## Information shown
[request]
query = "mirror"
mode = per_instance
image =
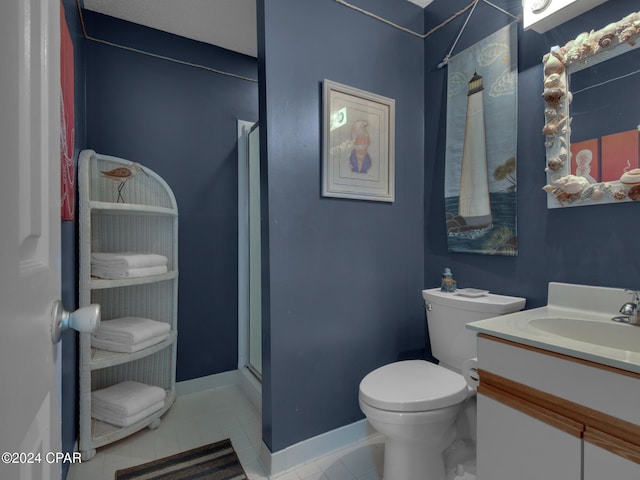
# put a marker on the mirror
(593, 148)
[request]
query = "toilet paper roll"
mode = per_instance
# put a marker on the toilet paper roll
(470, 372)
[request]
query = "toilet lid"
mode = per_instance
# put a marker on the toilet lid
(412, 386)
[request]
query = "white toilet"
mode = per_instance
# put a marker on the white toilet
(423, 409)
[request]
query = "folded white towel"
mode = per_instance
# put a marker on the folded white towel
(127, 260)
(130, 330)
(117, 273)
(126, 347)
(127, 398)
(120, 421)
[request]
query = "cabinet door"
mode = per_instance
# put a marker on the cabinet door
(513, 445)
(600, 463)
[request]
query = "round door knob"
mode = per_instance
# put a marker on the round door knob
(85, 319)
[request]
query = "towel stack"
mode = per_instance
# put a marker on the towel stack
(129, 334)
(126, 403)
(127, 265)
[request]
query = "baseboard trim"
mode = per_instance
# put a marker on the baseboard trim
(313, 448)
(201, 384)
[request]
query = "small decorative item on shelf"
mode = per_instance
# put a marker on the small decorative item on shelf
(122, 175)
(448, 283)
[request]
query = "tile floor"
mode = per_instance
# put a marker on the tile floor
(205, 417)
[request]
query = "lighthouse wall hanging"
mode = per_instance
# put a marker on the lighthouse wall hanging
(358, 144)
(480, 169)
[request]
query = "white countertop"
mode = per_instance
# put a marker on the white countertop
(516, 327)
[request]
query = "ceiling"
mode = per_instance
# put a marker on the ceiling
(229, 24)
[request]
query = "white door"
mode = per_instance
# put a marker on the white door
(29, 237)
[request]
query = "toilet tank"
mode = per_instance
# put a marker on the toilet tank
(447, 315)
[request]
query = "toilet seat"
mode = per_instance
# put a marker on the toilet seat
(413, 386)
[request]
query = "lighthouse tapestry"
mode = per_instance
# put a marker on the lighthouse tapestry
(480, 170)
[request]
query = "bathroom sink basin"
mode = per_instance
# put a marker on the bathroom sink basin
(612, 335)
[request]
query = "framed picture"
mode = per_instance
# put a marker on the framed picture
(358, 144)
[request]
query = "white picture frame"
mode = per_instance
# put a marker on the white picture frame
(358, 159)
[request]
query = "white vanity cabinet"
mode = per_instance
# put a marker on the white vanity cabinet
(600, 464)
(143, 220)
(545, 415)
(515, 445)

## The task
The response is the full listing, copied exactly, with the pictures omitted.

## Solution to this exercise
[request]
query = "mirror"
mode = per_instance
image =
# put a marker on the mirror
(593, 148)
[request]
query = "toilet paper roll"
mode = per_instance
# put a marker on the toilet paper roll
(470, 372)
[request]
query = "toilet lid"
mode = per_instance
# put a marker on the toilet lid
(412, 386)
[request]
query = "white toilet"
mode = per_instance
# put a marker on the white toilet
(423, 409)
[request]
query = "folded white towel"
mode = per_instance
# put a marker on the folded white towel
(127, 260)
(130, 330)
(117, 273)
(126, 347)
(127, 398)
(120, 421)
[request]
query = "cabinet door"
mode = per_instance
# put a marker on the cabinet door
(513, 445)
(600, 463)
[request]
query = "round door knob"
mode = per_instance
# put a marker on the round door knob
(85, 319)
[request]
query = "towel stack"
mode = per_instance
# put a marker on the towel stack
(129, 334)
(126, 403)
(127, 265)
[request]
query = "baseboard trim"
mode = per_instance
# put a marker on the baseboard trim
(313, 448)
(201, 384)
[request]
query = "small decorative item on shelf"
mode = per_instance
# put a marker on the small decorative item on shelf
(122, 175)
(448, 283)
[request]
query = "tile floor"
mode = per_instance
# put a marker on the tile floor
(205, 417)
[request]
query = "lighthouse wall hanging"
mode = per_instance
# put a marker on the lighthouse wall hanging
(358, 144)
(480, 169)
[request]
query = "white countertop"
mode = per_instance
# put a marker on the white countertop
(516, 327)
[request]
query = "ceiling"
mode = per_instance
# put a marker on the ceiling
(229, 24)
[request]
query = "white door"
mode = per_instance
# put a marker on the white door
(29, 237)
[request]
query = "toilet tank"
mode = per_instance
# put a marker on the toilet tank
(447, 315)
[request]
query = "toilet seat"
mode = per_instance
# put a marker on the toilet seat
(413, 386)
[request]
query = "lighthouse tapestry"
mode = per_instance
# put a marker on the lighthouse tapestry
(480, 170)
[request]
query = "bathroom sink basin"
mode = per_instance
# put a marker on the bathroom sink basin
(612, 335)
[request]
query = "framed picture"
mode = per_instance
# put a marker on the framed picture
(358, 144)
[request]
query = "white picture frame"
mode = per_instance
# put a marker on the white picture frame
(358, 159)
[request]
query = "white vanity cabinet"
mode = per_instance
# put a marker on the white vanity cabinet
(600, 464)
(143, 220)
(545, 415)
(515, 445)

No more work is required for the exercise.